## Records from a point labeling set
□ □ □ □

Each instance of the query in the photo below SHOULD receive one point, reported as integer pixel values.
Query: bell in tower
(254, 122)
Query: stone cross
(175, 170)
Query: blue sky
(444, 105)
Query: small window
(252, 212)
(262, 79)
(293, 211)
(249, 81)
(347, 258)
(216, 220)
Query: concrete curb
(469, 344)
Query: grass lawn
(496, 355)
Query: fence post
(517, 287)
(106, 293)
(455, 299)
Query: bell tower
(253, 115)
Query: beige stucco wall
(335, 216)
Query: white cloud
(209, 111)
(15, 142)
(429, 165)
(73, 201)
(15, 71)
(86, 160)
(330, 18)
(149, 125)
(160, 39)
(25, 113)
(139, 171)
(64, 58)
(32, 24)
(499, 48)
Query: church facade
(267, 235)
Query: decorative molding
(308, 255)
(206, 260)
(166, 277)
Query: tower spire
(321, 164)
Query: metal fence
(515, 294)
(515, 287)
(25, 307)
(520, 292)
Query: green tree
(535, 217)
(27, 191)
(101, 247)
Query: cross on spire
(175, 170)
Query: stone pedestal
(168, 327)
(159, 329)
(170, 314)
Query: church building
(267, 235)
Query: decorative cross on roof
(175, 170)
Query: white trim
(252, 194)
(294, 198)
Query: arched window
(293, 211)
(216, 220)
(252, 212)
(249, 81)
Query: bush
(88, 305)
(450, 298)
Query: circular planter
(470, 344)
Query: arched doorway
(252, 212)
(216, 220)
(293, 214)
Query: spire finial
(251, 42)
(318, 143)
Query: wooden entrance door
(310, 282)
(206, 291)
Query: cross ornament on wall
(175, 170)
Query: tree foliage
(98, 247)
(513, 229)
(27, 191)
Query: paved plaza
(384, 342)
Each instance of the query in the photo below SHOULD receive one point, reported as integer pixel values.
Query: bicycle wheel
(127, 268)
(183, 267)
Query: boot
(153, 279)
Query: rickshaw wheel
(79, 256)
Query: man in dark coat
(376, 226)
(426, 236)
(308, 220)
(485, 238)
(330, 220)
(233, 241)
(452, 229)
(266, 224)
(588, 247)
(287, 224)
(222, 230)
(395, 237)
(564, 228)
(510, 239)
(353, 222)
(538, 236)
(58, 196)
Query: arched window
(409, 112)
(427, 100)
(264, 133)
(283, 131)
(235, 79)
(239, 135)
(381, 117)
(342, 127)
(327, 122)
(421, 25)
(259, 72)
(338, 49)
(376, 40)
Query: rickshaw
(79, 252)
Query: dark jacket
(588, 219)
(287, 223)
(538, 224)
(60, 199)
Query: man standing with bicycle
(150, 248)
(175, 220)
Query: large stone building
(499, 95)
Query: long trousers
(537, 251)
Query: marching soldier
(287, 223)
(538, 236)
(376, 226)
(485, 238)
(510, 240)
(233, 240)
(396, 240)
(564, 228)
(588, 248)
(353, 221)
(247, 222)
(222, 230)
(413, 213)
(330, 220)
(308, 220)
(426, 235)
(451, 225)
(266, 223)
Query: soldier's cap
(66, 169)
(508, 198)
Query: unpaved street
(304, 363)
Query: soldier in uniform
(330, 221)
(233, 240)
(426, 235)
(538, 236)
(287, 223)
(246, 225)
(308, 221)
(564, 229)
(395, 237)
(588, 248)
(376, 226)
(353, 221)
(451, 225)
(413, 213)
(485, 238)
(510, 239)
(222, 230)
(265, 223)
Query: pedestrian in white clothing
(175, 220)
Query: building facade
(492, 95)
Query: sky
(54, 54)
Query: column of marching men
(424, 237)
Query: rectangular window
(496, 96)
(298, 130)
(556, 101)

□ □ □ □

## BRIEF
Repeat the data verbatim.

## THE REPLY
Each instance of the query in the photo below SHOULD receive one point, reported as integer pixel values.
Query: bell in tower
(254, 122)
Query: stone cross
(175, 170)
Query: blue sky
(444, 105)
Query: small window
(252, 212)
(262, 79)
(293, 211)
(249, 81)
(347, 258)
(216, 220)
Query: concrete curb
(469, 344)
Query: grass lawn
(496, 355)
Query: fence post
(517, 287)
(106, 293)
(455, 299)
Query: bell tower
(253, 115)
Query: beige stucco wall
(335, 216)
Query: white cloud
(209, 111)
(15, 142)
(429, 165)
(73, 201)
(15, 71)
(86, 160)
(330, 18)
(149, 125)
(160, 39)
(25, 113)
(139, 171)
(64, 58)
(32, 24)
(499, 48)
Query: church facade
(267, 235)
Query: decorative molding
(308, 255)
(206, 260)
(166, 277)
Query: tower spire
(321, 164)
Query: metal fence
(515, 294)
(515, 287)
(25, 307)
(520, 292)
Query: green tree
(535, 217)
(27, 191)
(101, 247)
Query: cross on spire
(175, 170)
Query: stone pedestal
(168, 327)
(159, 329)
(170, 314)
Query: church building
(267, 235)
Query: decorative cross on roof
(175, 170)
Query: white trim
(252, 194)
(294, 198)
Query: arched window
(293, 211)
(216, 220)
(252, 212)
(249, 81)
Query: bush
(88, 305)
(450, 298)
Query: circular planter
(470, 344)
Query: arched doorway
(252, 212)
(216, 220)
(293, 214)
Query: spire finial
(251, 42)
(318, 143)
Query: wooden entrance door
(310, 282)
(206, 291)
Query: cross ornament on wall
(175, 170)
Query: tree foliage
(98, 247)
(513, 229)
(27, 191)
Query: paved plaza
(384, 342)
Each instance of the query in the photo below SHOULD receive one point, reported as integer pixel values.
Query: bicycle wheel
(127, 268)
(183, 267)
Query: boot
(153, 279)
Query: rickshaw wheel
(79, 256)
Query: man in dark coat
(376, 226)
(426, 236)
(308, 220)
(485, 238)
(330, 220)
(233, 241)
(452, 229)
(266, 224)
(588, 247)
(287, 224)
(222, 230)
(395, 237)
(564, 228)
(510, 239)
(353, 222)
(538, 236)
(58, 196)
Query: arched window
(409, 112)
(427, 100)
(264, 133)
(283, 131)
(235, 79)
(239, 135)
(381, 117)
(342, 127)
(327, 122)
(421, 25)
(259, 72)
(338, 49)
(376, 40)
Query: rickshaw
(79, 252)
Query: dark jacket
(588, 219)
(287, 223)
(538, 224)
(60, 199)
Query: man standing with bicycle
(150, 248)
(175, 220)
Query: large stone building
(499, 95)
Query: long trousers
(537, 251)
Query: marching soldier
(287, 223)
(538, 236)
(376, 226)
(485, 238)
(510, 240)
(233, 240)
(396, 240)
(564, 228)
(588, 248)
(353, 221)
(247, 222)
(222, 230)
(413, 213)
(330, 220)
(308, 220)
(426, 235)
(451, 225)
(266, 223)
Query: soldier's cap
(66, 169)
(508, 198)
Query: unpaved street
(304, 363)
Query: soldier in uniform
(330, 221)
(233, 240)
(426, 235)
(538, 236)
(287, 223)
(246, 225)
(308, 221)
(564, 229)
(395, 237)
(588, 248)
(376, 226)
(353, 221)
(451, 225)
(413, 213)
(485, 238)
(510, 239)
(222, 230)
(265, 223)
Query: pedestrian in white clothing
(175, 220)
Query: building facade
(492, 95)
Query: sky
(54, 54)
Query: column of marching men
(424, 237)
Query: rectangular window
(496, 96)
(298, 130)
(556, 101)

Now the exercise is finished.